QUESTIONS TO ANSWER |
1. Quote the article on B.C. public construction costs from "Too many large-scale" up to and including "challenges even worse.".
2. Continue the article on B.C. public construction costs, starting right after its final sentence.

SELECTED EXTRACT |

Why construction costs on public infrastructure projects are skyrocketing

Author: Dan Baxter

B.C. has a big problem. The cost of building many large public infrastructure projects across the province is soaring out of control. But now a new study provides a practical solution, and a more plausible explanation on how we got here.

Too many large-scale public projects in B.C. are over budget, and not just by a little but a lot. The Trans-Canada Highway widening, the replacement for the Pattullo Bridge and the new Cowichan District Hospital are billions of dollars beyond original estimates, and all at the public’s expense.

The B.C. government blames the shocking overages on inflation, global supply chain issues, labour shortages and construction complexities. But there’s more to it than that. The province has chosen to stick with a bad policy that makes today’s fiscal challenges even worse.

Research by the Cardus think-tank provides valuable insight into how a labour policy aimed at giving under-represented groups, including Indigenous peoples, more training and work opportunities in construction has done just the opposite. Good workers and companies are instead being excluded, and public construction costs are going way up.

Cardus’s case study focuses on the Cowichan District Hospital replacement project, the most controversial of six projects being built under the NDP’s restrictive labour policy. It’s a policy Cardus aptly describes as “fundamentally flawed.”

First, this project is a whopping 63 per cent over original budget estimates with a price tag of $1.4 billion — a figure that will likely keep climbing. The Cowichan project has “some of the highest cost overruns among large infrastructure projects in British Columbia,” according to Cardus. It finds these massive overruns were likely exacerbated by a provincial labour policy that reduces the pool of available workers and contractors.

Since 2019, the NDP government has allowed only contractors whose workers belong to building trades unions to bid on and build many taxpayer-funded projects, including the new Cowichan hospital. That means 85 per cent of B.C.’s construction workers are excluded because they belong to other unions or choose not to be unionized. These workers are barred from projects that their tax dollars help fund for one reason only: They are not carrying the “right” union card.

SUPPLIED INFORMATION |
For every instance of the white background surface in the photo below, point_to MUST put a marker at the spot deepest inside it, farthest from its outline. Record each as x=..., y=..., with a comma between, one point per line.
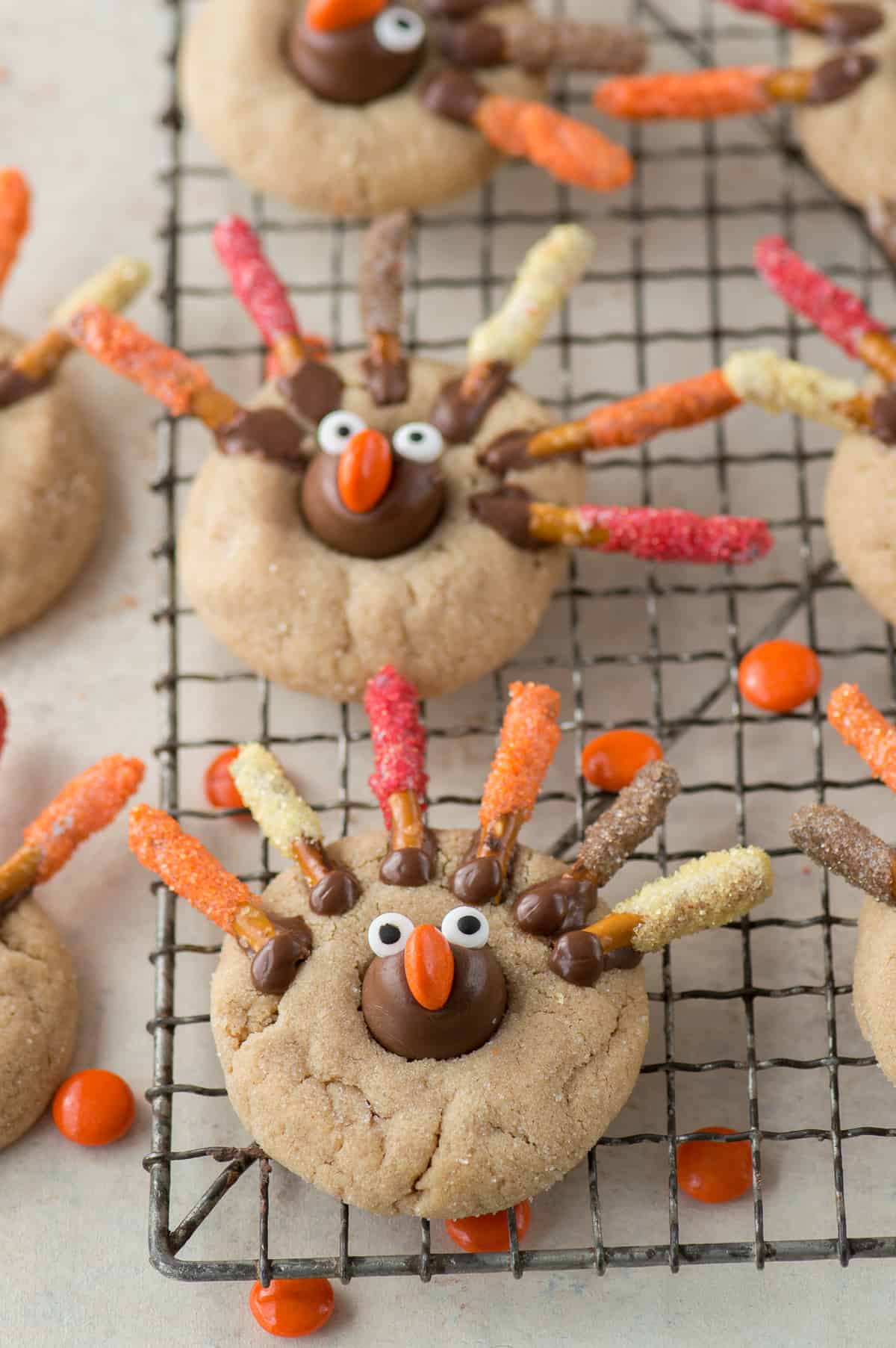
x=77, y=112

ANSWERS TO THE EXERCISE |
1.
Too many large-scale public projects in B.C. are over budget, and not just by a little but a lot. The Trans-Canada Highway widening, the replacement for the Pattullo Bridge and the new Cowichan District Hospital are billions of dollars beyond original estimates, and all at the public’s expense.

The B.C. government blames the shocking overages on inflation, global supply chain issues, labour shortages and construction complexities. But there’s more to it than that. The province has chosen to stick with a bad policy that makes today’s fiscal challenges even worse.

2.
When B.C.’s finance minister says labour shortages are partly to blame for $559 million in cost overruns at the new Cowichan hospital, she knows full well how to fix it. With the stroke of a pen, her government could open up public projects to all qualified workers and companies rather than shutting them out during the most acute labour shortage in our history.

That’s a move that could have saved the government a lot of embarrassment. Back in 2022, a highly qualified Indigenous contractor was denied a permit to continue working on the Cowichan project because his Cowichan Tribes workers refused to affiliate with the building trades unions. The very people this policy was designed to help were shut out. To save face, the Eby government was forced to grant a one-time policy exemption, allowing their work to continue.

It’s no surprise that Cardus recommends that the NDP government overhaul or scrap this terrible piece of public policy. B.C. is the only province in Canada with a policy like it.

Across Canada and around the world, other governments recognize the benefits of construction competition. It results in a higher number of bids that lower construction costs by an average of 21 per cent. In B.C., that translates into major savings that could be used to hire more doctors, keep emergency rooms open or pay down the province’s record deficit.

As B.C.’s Oct. 19 election fast approaches, the NDP government will have a hard time justifying a labour policy that’s so regressive and out of sync with today’s fiscal realities.

Dan Baxter is regional director B.C. at the Progressive Contractors Association of Canada.